__YOUR TASK__:
Reproduce the records below in their entirety, character for character.

------------

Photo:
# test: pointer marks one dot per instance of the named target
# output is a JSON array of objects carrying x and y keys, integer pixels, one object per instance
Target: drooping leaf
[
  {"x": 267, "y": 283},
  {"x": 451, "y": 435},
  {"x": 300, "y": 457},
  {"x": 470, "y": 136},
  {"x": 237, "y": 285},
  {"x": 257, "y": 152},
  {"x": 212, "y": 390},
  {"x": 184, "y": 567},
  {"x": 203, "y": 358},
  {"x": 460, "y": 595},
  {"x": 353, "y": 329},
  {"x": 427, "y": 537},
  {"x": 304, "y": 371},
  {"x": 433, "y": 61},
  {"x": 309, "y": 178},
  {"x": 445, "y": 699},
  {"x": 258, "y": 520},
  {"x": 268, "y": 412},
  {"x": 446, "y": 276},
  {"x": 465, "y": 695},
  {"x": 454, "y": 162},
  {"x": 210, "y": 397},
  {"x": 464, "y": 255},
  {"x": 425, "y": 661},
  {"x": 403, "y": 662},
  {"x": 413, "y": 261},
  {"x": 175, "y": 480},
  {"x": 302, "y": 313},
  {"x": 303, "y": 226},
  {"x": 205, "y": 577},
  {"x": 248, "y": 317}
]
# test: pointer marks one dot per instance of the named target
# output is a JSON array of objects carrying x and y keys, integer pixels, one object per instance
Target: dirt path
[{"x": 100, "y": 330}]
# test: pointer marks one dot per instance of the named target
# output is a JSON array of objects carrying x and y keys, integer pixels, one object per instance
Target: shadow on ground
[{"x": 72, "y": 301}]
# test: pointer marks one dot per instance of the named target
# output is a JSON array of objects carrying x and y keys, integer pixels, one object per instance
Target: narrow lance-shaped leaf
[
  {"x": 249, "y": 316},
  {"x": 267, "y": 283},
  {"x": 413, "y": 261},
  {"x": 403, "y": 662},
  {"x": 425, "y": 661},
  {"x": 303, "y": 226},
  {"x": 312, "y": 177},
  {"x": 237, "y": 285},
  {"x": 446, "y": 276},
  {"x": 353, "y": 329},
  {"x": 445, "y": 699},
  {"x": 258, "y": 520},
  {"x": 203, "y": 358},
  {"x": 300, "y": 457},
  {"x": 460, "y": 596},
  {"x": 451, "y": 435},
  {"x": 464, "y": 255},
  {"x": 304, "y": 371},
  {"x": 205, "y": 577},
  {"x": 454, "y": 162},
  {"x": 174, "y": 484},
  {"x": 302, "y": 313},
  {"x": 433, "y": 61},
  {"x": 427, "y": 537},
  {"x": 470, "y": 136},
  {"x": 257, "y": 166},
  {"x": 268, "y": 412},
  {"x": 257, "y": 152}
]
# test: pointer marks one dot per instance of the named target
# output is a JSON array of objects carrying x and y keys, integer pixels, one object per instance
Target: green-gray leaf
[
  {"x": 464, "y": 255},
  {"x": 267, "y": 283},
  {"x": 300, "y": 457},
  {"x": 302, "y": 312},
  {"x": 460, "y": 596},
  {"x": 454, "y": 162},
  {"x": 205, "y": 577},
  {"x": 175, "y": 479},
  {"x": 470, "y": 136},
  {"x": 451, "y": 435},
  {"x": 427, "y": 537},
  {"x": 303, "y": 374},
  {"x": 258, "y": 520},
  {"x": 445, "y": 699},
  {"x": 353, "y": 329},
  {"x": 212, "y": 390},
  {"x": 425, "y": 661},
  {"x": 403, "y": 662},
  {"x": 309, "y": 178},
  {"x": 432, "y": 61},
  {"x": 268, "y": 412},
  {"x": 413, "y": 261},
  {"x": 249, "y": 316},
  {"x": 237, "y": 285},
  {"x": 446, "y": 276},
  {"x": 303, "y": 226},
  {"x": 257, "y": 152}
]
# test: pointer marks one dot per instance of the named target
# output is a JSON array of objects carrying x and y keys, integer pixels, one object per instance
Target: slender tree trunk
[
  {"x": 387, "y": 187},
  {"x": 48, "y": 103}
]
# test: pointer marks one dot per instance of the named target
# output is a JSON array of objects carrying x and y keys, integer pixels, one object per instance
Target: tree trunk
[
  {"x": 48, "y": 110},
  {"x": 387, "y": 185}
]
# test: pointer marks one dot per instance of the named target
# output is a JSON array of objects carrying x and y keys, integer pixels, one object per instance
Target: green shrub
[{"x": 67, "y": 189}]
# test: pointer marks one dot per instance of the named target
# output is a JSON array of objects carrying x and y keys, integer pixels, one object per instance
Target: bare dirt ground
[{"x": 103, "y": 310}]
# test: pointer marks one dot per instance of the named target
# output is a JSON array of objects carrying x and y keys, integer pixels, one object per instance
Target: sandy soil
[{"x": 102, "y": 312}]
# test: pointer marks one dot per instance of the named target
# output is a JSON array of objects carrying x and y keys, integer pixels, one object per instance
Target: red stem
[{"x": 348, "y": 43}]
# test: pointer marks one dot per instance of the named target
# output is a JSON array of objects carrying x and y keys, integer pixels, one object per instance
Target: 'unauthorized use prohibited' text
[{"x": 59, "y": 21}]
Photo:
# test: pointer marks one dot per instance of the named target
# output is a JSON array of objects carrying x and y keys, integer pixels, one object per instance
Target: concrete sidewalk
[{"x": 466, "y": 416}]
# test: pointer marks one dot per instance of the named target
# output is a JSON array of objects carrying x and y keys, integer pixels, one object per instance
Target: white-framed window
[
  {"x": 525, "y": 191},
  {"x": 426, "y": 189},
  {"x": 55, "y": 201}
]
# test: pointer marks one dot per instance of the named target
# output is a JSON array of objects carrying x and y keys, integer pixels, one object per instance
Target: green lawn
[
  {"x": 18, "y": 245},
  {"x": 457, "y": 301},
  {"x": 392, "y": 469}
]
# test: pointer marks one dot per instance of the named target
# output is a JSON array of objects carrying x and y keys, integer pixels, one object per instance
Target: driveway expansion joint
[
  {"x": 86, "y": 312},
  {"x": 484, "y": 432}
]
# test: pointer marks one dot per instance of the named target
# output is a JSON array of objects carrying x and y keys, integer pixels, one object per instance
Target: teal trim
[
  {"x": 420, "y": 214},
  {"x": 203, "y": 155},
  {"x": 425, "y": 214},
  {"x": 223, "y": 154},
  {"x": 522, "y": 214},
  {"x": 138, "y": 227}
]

------------

__OUTPUT FOR THIS TASK__:
Photo:
# test: pointer marks one dot per instance of the named target
# output is a JSON array of objects carrying x and y keys, integer pixels, one object per instance
Target: drooping leaf
[
  {"x": 267, "y": 283},
  {"x": 451, "y": 435},
  {"x": 300, "y": 457},
  {"x": 470, "y": 136},
  {"x": 237, "y": 285},
  {"x": 257, "y": 152},
  {"x": 212, "y": 390},
  {"x": 184, "y": 567},
  {"x": 203, "y": 358},
  {"x": 460, "y": 595},
  {"x": 353, "y": 329},
  {"x": 427, "y": 537},
  {"x": 304, "y": 371},
  {"x": 433, "y": 61},
  {"x": 309, "y": 178},
  {"x": 445, "y": 699},
  {"x": 258, "y": 520},
  {"x": 268, "y": 412},
  {"x": 446, "y": 276},
  {"x": 465, "y": 695},
  {"x": 454, "y": 162},
  {"x": 210, "y": 397},
  {"x": 464, "y": 255},
  {"x": 425, "y": 661},
  {"x": 403, "y": 662},
  {"x": 413, "y": 261},
  {"x": 175, "y": 480},
  {"x": 302, "y": 313},
  {"x": 303, "y": 226},
  {"x": 205, "y": 577},
  {"x": 248, "y": 317}
]
# test: pointer marks one dot per instance of the named target
# output is a JSON array of objects carrying x and y keys, integer pixels, one object per instance
Target: dirt path
[{"x": 100, "y": 330}]
# test: pointer marks one dot per instance of the named target
# output is a JSON array of objects carrying x and y keys, integer pixels, one object per instance
Target: shadow on ground
[{"x": 72, "y": 301}]
# test: pointer marks one dot per instance of the named target
# output is a JSON array of objects carrying x and y keys, integer pixels, one object per instance
Target: narrow lance-shaped leaf
[
  {"x": 249, "y": 316},
  {"x": 267, "y": 283},
  {"x": 413, "y": 261},
  {"x": 403, "y": 662},
  {"x": 425, "y": 661},
  {"x": 303, "y": 226},
  {"x": 312, "y": 177},
  {"x": 237, "y": 285},
  {"x": 446, "y": 276},
  {"x": 353, "y": 329},
  {"x": 445, "y": 699},
  {"x": 258, "y": 520},
  {"x": 203, "y": 358},
  {"x": 300, "y": 457},
  {"x": 460, "y": 596},
  {"x": 451, "y": 435},
  {"x": 464, "y": 255},
  {"x": 304, "y": 371},
  {"x": 205, "y": 577},
  {"x": 454, "y": 162},
  {"x": 174, "y": 484},
  {"x": 302, "y": 313},
  {"x": 433, "y": 61},
  {"x": 427, "y": 537},
  {"x": 470, "y": 136},
  {"x": 257, "y": 166},
  {"x": 268, "y": 412},
  {"x": 257, "y": 152}
]
# test: pointer marks one dot per instance of the named target
# output is a JSON array of objects carrying x and y keys, integer pixels, one object per instance
Target: green-gray leaf
[
  {"x": 464, "y": 255},
  {"x": 267, "y": 283},
  {"x": 300, "y": 457},
  {"x": 302, "y": 312},
  {"x": 460, "y": 596},
  {"x": 454, "y": 162},
  {"x": 205, "y": 577},
  {"x": 175, "y": 479},
  {"x": 470, "y": 136},
  {"x": 451, "y": 435},
  {"x": 427, "y": 537},
  {"x": 303, "y": 374},
  {"x": 258, "y": 520},
  {"x": 445, "y": 699},
  {"x": 353, "y": 329},
  {"x": 212, "y": 390},
  {"x": 425, "y": 661},
  {"x": 403, "y": 662},
  {"x": 309, "y": 178},
  {"x": 432, "y": 61},
  {"x": 268, "y": 412},
  {"x": 413, "y": 261},
  {"x": 249, "y": 316},
  {"x": 237, "y": 285},
  {"x": 446, "y": 276},
  {"x": 303, "y": 226},
  {"x": 257, "y": 152}
]
# test: pointer marks one dot per instance of the named target
# output is a JSON array of objects carrying x and y keys, integer pixels, one object per instance
Target: slender tree trunk
[
  {"x": 387, "y": 187},
  {"x": 48, "y": 103}
]
# test: pointer marks one dot per instance of the named target
# output is a JSON array of objects carrying x and y keys, integer pixels, one object per instance
Target: tree trunk
[
  {"x": 48, "y": 110},
  {"x": 387, "y": 185}
]
# test: pointer marks one dot per instance of the named target
# output is a JSON array of objects carrying x and y keys, integer pixels, one object per instance
Target: green shrub
[{"x": 67, "y": 189}]
# test: pointer marks one dot per instance of the named target
# output is a JSON array of objects carrying x and y keys, integer pixels, one object per instance
Target: bare dirt ground
[{"x": 103, "y": 310}]
# test: pointer marks one dot per instance of the named target
# output is a JSON array of objects carrying x and y keys, integer pixels, one object per instance
Target: sandy soil
[{"x": 102, "y": 312}]
# test: pointer marks one dot per instance of the named target
# output is a JSON array of objects carrying x and y keys, integer pixels, one object per instance
Target: red stem
[{"x": 348, "y": 43}]
# test: pointer marks one dot per instance of the named target
# output is a JSON array of objects carrying x and y keys, integer pixels, one object per instance
Target: 'unauthorized use prohibited' text
[{"x": 59, "y": 21}]
Photo:
# test: pointer marks one dot per instance of the named target
# output is a JSON array of objects carrying x and y keys, integer pixels, one object per instance
Target: concrete sidewalk
[{"x": 466, "y": 416}]
# test: pointer marks one dot per instance of the named target
# output is a JSON array of objects carrying x and y keys, integer pixels, one object per instance
Target: white-framed window
[
  {"x": 525, "y": 191},
  {"x": 426, "y": 189},
  {"x": 55, "y": 201}
]
# test: pointer marks one dot per instance of the named target
# output is a JSON array of objects carrying x and y keys, integer pixels, one object per instance
Target: green lawn
[
  {"x": 18, "y": 245},
  {"x": 457, "y": 301},
  {"x": 392, "y": 469}
]
# test: pointer marks one dot per instance of the named target
# output is a JSON array of objects carrying x and y keys, integer pixels, one object per instance
Target: driveway expansion joint
[
  {"x": 86, "y": 312},
  {"x": 484, "y": 432}
]
# test: pointer marks one dot per instance of the named target
# output is a JSON array of objects carrying x and y keys, integer pixels, one object per instance
Target: teal trim
[
  {"x": 420, "y": 214},
  {"x": 203, "y": 155},
  {"x": 425, "y": 214},
  {"x": 223, "y": 154},
  {"x": 522, "y": 214},
  {"x": 138, "y": 227}
]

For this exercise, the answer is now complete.